§ **Your goal**
A word-for-word copy of all entries is required, without images.

§ **Input material**
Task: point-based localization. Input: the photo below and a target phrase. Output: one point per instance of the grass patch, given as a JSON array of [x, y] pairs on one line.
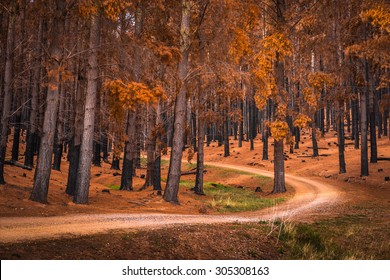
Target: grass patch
[[230, 199], [341, 238]]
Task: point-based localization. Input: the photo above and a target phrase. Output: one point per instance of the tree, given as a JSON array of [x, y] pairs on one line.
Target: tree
[[43, 170], [8, 78], [174, 173], [84, 169]]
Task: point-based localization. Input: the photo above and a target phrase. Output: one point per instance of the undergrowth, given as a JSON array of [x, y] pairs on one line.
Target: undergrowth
[[231, 199]]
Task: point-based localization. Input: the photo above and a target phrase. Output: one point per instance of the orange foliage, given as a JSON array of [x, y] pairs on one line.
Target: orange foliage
[[302, 121], [128, 95]]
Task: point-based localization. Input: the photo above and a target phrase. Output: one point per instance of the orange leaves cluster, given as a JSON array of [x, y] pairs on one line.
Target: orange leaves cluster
[[378, 16], [128, 95], [110, 8], [279, 129], [273, 48], [319, 80]]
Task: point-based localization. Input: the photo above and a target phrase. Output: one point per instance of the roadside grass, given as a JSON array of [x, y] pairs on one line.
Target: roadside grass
[[348, 237]]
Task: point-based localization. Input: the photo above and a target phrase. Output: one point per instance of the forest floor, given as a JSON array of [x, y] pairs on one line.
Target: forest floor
[[338, 215]]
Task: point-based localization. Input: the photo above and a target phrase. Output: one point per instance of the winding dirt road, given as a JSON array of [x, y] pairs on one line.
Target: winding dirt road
[[311, 198]]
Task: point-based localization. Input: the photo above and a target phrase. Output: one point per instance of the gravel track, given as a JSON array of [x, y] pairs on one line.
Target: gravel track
[[310, 200]]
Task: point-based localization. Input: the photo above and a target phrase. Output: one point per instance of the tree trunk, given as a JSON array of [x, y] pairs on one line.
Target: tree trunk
[[74, 159], [355, 123], [279, 177], [173, 181], [200, 157], [16, 139], [157, 158], [314, 138], [341, 140], [226, 135], [363, 125], [7, 100], [84, 169], [265, 143], [58, 146], [150, 148], [373, 120], [75, 142], [32, 129], [129, 154], [241, 125], [297, 137]]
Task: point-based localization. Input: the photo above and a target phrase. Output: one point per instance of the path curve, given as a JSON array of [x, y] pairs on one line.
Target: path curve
[[311, 197]]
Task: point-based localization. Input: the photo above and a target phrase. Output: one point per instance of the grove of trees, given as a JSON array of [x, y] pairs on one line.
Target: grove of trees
[[104, 80]]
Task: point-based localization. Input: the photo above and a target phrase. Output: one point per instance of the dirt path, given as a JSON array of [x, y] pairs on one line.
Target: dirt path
[[310, 200]]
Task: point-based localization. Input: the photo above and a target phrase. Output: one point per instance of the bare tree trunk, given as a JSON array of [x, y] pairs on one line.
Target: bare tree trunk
[[172, 187], [43, 170], [341, 139], [129, 154], [363, 124], [7, 101], [84, 170], [58, 146], [279, 176], [75, 143], [157, 157], [241, 125], [150, 148], [20, 87], [32, 132], [373, 135], [314, 138], [226, 135]]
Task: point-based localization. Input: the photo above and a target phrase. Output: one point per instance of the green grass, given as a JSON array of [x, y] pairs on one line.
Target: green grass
[[346, 237], [231, 199]]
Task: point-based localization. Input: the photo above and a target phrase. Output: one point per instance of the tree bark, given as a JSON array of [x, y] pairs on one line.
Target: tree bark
[[129, 154], [226, 135], [363, 124], [173, 181], [279, 176], [314, 138], [84, 169], [341, 140], [32, 129], [157, 158], [7, 101]]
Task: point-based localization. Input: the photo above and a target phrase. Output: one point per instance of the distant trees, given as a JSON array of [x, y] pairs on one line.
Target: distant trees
[[98, 78]]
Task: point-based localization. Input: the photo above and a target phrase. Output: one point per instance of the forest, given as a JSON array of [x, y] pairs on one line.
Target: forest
[[119, 82]]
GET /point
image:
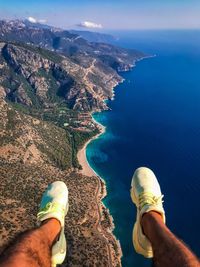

§ **Exercise result**
Task: point-based localization. Input: the photo below and a target phrase. Output: one point per instance of the grass patch, given as a JSON array of [x, y] pairs on one line.
Target: grass patch
[[230, 199], [341, 238]]
Task: point-based localization. Input: the photo above and a target phrase. Output: one point per instance of the tree, given as a JSON array of [x, y] pairs on one line.
Target: tree
[[43, 170], [8, 78], [174, 173], [84, 169]]
Task: point-based localization. Input: the photo above and a target phrase. Output: one point per instance of the undergrowth, given as a JSON array of [x, y] pairs on one line.
Target: undergrowth
[[231, 199]]
Task: point-based localization. Input: the photo above and a target phrase. Output: one point per instance of the orange foliage, given as a JSON array of [x, y] pairs on one line.
Target: orange foliage
[[302, 121], [128, 95]]
Task: point-based localization. Input: the photo above and a target phrase. Output: one point per instance of the orange leaves cluster, given as a JSON array of [x, y] pairs on one line.
Target: orange leaves cluster
[[378, 16], [128, 95], [110, 8], [279, 129], [273, 48], [319, 80]]
Task: point-based localization. Input: the photo above and a target phrase. Output: one point per instance of the roadside grass, given as a JSON array of [x, y] pairs on one line.
Target: roadside grass
[[348, 237]]
Task: point-based localization. Input: the photo above and a target phrase. Output: one point per instance of the forest floor, given as a JSON array of [x, y] pairs on one line.
Target: forest floor
[[338, 215]]
Task: point-based localization. Input: the photo above and a target phrase. Output: one point per instance of the winding dirt road, given as a JSON array of [x, y] pairs on one line.
Target: winding dirt road
[[311, 198]]
Task: point-based localization. Input: the photo above and a target phrase. Output: one point per instance of the gravel track, given as a JSON array of [x, y] pairs on one line.
Target: gravel track
[[310, 200]]
Task: point-based localization. Input: the photo above and a target phrase. Output: one point per instance of the tree trunk, given as a JSON array of [x, y] pairs on one line.
Target: tree trunk
[[74, 159], [355, 123], [279, 177], [173, 181], [200, 157], [16, 139], [157, 158], [314, 138], [341, 140], [226, 135], [363, 125], [7, 100], [84, 169], [265, 143], [58, 146], [150, 148], [373, 120], [75, 142], [32, 129], [129, 154], [241, 125], [297, 137]]
Task: point-based localization. Input: the photo above and a target phrase. Output: one point per instance of the path curve, given as a JSON array of [x, y] pairs on one line.
Target: path curve
[[311, 197]]
Task: point-based localization. Input: the photo above and a target phrase. Output: one point per instance of the grove of trees, given as a JSON array of [x, y] pairs on one line.
Target: grove of trees
[[104, 80]]
Task: point-based localization. Input: the photo above and a target phrase. Output: one point per instance of the dirt path, given as a JSON array of [x, y] pairs on one line.
Target: dirt path
[[310, 200]]
Task: point-based localization. Input: the photo above and a target phrase. Output: one point per instance of the bare tree trunk, given as a JSON array of [x, y] pairs on one line.
Target: bare tree trunk
[[172, 187], [43, 170], [341, 139], [129, 154], [363, 124], [7, 101], [84, 170], [58, 146], [279, 176], [75, 143], [157, 157], [241, 125], [150, 148], [20, 87], [32, 132], [373, 135], [314, 138], [226, 135]]
Task: point-based localization. Input: the photo above and a target phrase. Output: one point per instance of the green grass, given as a JSON array of [x, y] pairs on one line.
Target: green grass
[[346, 237], [231, 199]]
Task: point-based localization. Input: the photo above and a target phrase. Output: one point per instance of the tree bark, given as a JSON array of [x, y] pairs on one line.
Target: tree bark
[[129, 154], [226, 135], [363, 124], [173, 181], [279, 176], [314, 138], [84, 169], [341, 140], [32, 129], [157, 158], [7, 101]]
Task: point-based localization. Input: the photo above and a target phrase. Output: one point per instance of the distant trees, given as a JSON array of [x, y] pairs on one line.
Target: distant trees
[[98, 78]]
Task: point-based localization. Input: the photo above and a target phrase. Output: one point per instance of the forest, given as a JSON array of [x, y] pairs on one line.
Target: forest
[[119, 82]]
GET /point
image:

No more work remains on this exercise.